Apply what you read:
- 1) In the review of The Green Man below, rewrite the paragraph beginning "Failures in female characterisation aside" as a shorter paragraph that keeps its main facts.
- 2) Translate this sentence from the review of The Green Man below into French: "In my opinion, for a ghost story to succeed, it needs to convey a degree of believability."
- 3) According to the review of The Green Man below, where does Allington go in search of Underhill's long-lost journal?

Elsewhere in the book, predictably, we’re treated to a list of things in the modern (or at least, 1960s-ish) world that the grumpy, ageing Amis finds appalling.  He sounds off against radical students: “First one whiskered youth in an open frugiferous shirt, then another with long hair like oakum, scanned me closely as they passed, each slowing almost to a stop the better to check me for bodily signs of fascism, oppression by free speech, passive racial violence and the like.”  He rails against popular music: “Amy’s gramophone was playing some farrago of crashes, bumps and yells from her room down the passage…  I listened, or endured hearing it…”  He has a go at trendy vicars: “I found it odd, and oddly unwelcoming too, to meet a clergyman who was turning out to be, doctrinally speaking, rather to the left of a hardened unbeliever like myself.”  Readers will either find this aggravating or endearing.  Now that Amis has been dead for a quarter-century and I’m in the process of turning into a grumpy old man myself, I have to confess I found it rather endearing – more so than I would have if I’d read the novel in my youth.

 

Failures in female characterisation aside, I generally enjoyed The Green Man and I had more fun reading it than I had with Lucky Jim.  However, is the novel successful as a ghost story?  In my opinion, for a ghost story to succeed, it needs to convey a degree of believability.  If I can be lulled into thinking, however fleetingly, that this could be happening, I’m more likely to be affected, unsettled, even frightened by it.  On this account, Amis’s book almost succeeds.  For the most part, he convincingly moves the plot from being about a man whose home has some strange old tales attached to it to being about a man who has to deal with the unwelcome, ghostly protagonists of those tales.  To facilitate this jump from the credible to the incredible, Amis adds some persuasive background details.  A section where Allington visits a library at Cambridge University in search of a long-lost journal by Underhill has a scholarly believability that’s worthy of M.R. James.

 

Alas, all is betrayed by a scene near the novel’s climax where Amis goes too far and introduces another supernatural character, the most famous and powerful supernatural character of the lot – guess who that is.  Now any story involving ghosts has implications about the wider scheme of things.  It makes life after death a fact, which raises questions about the design and purpose of the universe and about the intelligence that might be behind it.  However, for the sake of believability, it’s advisable for ghost-story writers to keep things localised and small-scale.  In M.R. James’s celebrated short story Oh, Whistle, and I’ll Come to You, my Lad, for example, what’s important is that the hero is being pursued along a beach by a terrifying supernatural entity.  Not that this entity’s existence calls into question our scientific assumptions about the universe – because if it does exist, then scientists are likely wrong and the priests, magicians and shamans of history were likely right.

Recorded data:
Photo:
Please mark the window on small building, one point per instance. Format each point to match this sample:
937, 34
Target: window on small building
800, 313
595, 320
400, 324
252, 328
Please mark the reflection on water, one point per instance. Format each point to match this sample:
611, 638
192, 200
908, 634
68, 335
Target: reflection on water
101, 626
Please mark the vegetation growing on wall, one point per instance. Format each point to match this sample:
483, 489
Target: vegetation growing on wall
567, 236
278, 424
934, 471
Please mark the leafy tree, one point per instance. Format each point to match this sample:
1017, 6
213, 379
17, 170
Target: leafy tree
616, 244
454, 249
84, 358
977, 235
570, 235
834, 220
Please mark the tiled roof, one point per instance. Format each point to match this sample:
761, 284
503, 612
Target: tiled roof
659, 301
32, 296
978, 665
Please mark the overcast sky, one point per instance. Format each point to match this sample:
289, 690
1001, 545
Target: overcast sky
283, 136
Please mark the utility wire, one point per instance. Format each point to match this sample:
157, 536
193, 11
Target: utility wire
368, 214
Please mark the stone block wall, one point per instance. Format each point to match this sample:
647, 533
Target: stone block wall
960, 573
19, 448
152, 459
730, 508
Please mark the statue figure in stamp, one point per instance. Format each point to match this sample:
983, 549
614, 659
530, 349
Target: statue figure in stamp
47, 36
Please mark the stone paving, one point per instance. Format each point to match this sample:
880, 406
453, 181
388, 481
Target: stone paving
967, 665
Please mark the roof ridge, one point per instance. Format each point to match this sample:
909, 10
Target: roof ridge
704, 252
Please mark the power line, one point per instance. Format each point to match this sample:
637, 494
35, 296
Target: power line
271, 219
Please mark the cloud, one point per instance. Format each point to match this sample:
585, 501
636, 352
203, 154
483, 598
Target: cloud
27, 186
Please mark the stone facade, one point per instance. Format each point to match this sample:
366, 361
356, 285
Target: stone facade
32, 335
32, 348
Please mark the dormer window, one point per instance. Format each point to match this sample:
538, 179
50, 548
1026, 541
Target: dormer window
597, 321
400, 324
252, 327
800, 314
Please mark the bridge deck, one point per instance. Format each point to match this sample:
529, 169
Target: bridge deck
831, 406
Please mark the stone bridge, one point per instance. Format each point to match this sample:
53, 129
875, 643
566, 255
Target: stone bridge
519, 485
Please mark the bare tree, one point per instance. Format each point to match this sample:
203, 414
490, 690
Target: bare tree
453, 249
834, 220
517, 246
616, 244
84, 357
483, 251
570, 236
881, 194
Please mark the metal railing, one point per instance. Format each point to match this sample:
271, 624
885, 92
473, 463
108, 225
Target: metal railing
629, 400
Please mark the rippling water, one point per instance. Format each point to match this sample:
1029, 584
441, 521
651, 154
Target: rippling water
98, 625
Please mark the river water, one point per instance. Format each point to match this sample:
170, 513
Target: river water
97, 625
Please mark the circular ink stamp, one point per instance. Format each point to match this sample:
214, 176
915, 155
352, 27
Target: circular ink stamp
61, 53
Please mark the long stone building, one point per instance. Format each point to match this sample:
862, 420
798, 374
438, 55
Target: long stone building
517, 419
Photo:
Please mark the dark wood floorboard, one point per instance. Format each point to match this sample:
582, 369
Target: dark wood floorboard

Solutions to the problems:
- 1) Despite its weak female characters, the reviewer enjoyed The Green Man and had more fun reading it than Lucky Jim. For the reviewer, a ghost story succeeds only if it is believable enough to make the reader briefly think it could be happening. By that standard, Amis almost succeeds. He convincingly shifts the plot from a man whose home carries strange old tales to a man confronting the ghostly figures from those tales, and he uses persuasive background details to make the move from the credible to the incredible. One example is Allington's visit to a Cambridge University library to look for Underhill's long-lost journal, which has a scholarly believability worthy of M.R. James.

- 2) À mon avis, pour qu'une histoire de fantômes réussisse, elle doit transmettre un certain degré de crédibilité.

- 3) He visits a library at Cambridge University.